Set of tasks:
A – From the passage on the carbon footprint of automated package delivery below, extract the text between "Whether a robot" and "who hand-delivers parcels.", inclusive.
B – Summarize the passage below on the carbon footprint of robot and human package delivery in two sentences.
C – According to the passage below on package delivery emissions, how many suburban delivery scenarios did the life cycle analysis cover?

Source document:
Whether a robot or a person delivers your package, the carbon footprint would essentially be the same, according to a University of Michigan study that could help inform the future of automated delivery as the pandemic fuels a dramatic rise in online shopping.
The researchers examined the environmental impacts of advanced residential package delivery scenarios that use electric and gas-powered autonomous vehicles and two-legged robots to ferry goods from delivery hubs to neighborhoods, and then to front doors. They compared those impacts with the traditional approach of a human driver who hand-delivers parcels.
They found that while robots and automation contribute less than 20% of a package’s footprint, most of the greenhouse gas emissions come from the vehicle. Vehicle powertrain and fuel economy are the key factors determining the package’s footprint. Switching to electric vehicles and reducing the carbon intensity of the electricity they run on could have the biggest impacts in sustainable parcel delivery, the researchers say.
Their study is a life cycle analysis of the cradle-to-grave greenhouse gas emissions for 12 suburban delivery scenarios. It’s unique in that it doesn’t just tally emissions from the delivery process. It also counts greenhouse gases from manufacturing the vehicles and robots, as well as disposing of them or recycling them at the end of their lives.
“We found that the energy and carbon footprints of this automated parcel delivery in suburban areas was similar to that of conventional human driven vehicles. The advantages of better fuel economy through vehicle automation were offset by greater electricity loads from automated vehicle power requirements,” said Gregory Keoleian, the Peter M. Wege Endowed Professor of Sustainable Systems at the U-M School for Environment and Sustainability and a professor of civil and environmental engineering.
“For all delivery systems studied, the vehicle-use phase is the single largest contributor to greenhouse gas emissions, highlighting the need for low-carbon fuels for sustainable parcel delivery. It is critically important to decarbonize grids while deploying electrified vehicles.”

Material supplied:

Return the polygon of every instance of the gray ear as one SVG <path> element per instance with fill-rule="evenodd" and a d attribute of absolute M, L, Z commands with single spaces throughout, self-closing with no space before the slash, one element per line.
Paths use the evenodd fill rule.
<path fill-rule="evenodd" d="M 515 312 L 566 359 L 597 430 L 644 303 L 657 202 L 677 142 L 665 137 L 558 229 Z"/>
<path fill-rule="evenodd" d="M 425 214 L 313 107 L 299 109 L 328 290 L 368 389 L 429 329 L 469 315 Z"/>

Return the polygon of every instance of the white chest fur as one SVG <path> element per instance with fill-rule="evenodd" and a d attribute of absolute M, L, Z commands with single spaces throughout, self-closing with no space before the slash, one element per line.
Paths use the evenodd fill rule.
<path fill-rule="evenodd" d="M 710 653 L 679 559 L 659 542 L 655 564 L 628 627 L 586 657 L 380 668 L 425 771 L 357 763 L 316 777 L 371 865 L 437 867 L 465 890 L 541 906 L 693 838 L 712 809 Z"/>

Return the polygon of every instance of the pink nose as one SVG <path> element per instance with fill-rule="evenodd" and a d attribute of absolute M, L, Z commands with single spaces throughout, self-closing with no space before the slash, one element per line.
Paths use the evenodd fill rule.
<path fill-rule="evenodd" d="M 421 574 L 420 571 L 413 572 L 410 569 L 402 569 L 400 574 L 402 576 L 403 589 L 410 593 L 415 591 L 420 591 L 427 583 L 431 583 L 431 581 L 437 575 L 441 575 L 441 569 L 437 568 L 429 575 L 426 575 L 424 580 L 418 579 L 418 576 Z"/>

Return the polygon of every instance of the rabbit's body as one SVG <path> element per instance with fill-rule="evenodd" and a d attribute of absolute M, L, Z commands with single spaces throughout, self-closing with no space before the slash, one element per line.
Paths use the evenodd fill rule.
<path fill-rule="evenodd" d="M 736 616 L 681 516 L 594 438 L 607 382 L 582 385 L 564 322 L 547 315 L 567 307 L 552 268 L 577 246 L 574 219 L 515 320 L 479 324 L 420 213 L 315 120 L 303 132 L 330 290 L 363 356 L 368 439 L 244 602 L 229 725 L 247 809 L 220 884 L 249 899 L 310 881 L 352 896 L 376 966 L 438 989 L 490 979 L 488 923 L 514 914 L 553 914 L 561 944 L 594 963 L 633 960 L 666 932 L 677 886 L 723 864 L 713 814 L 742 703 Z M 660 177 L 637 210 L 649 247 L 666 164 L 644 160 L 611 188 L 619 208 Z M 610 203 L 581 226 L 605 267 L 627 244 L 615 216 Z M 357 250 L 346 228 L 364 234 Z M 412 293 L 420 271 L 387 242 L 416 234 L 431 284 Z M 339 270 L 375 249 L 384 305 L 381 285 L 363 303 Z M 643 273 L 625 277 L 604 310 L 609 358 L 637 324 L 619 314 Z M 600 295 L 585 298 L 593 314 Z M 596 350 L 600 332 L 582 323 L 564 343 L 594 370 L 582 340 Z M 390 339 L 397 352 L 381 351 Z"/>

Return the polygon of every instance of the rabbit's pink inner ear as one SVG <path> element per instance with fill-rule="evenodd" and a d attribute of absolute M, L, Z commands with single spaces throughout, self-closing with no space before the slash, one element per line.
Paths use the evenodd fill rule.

Expected outputs:
A –
Whether a robot or a person delivers your package, the carbon footprint would essentially be the same, according to a University of Michigan study that could help inform the future of automated delivery as the pandemic fuels a dramatic rise in online shopping.
The researchers examined the environmental impacts of advanced residential package delivery scenarios that use electric and gas-powered autonomous vehicles and two-legged robots to ferry goods from delivery hubs to neighborhoods, and then to front doors. They compared those impacts with the traditional approach of a human driver who hand-delivers parcels.

B – A University of Michigan life cycle analysis of 12 suburban delivery scenarios found that automated parcel delivery using autonomous vehicles and two-legged robots has essentially the same carbon footprint as a human driver delivering by hand. Most emissions come from vehicle use, so the researchers say switching to electric vehicles and reducing the carbon intensity of the electricity they run on would have the biggest impact.

C – 12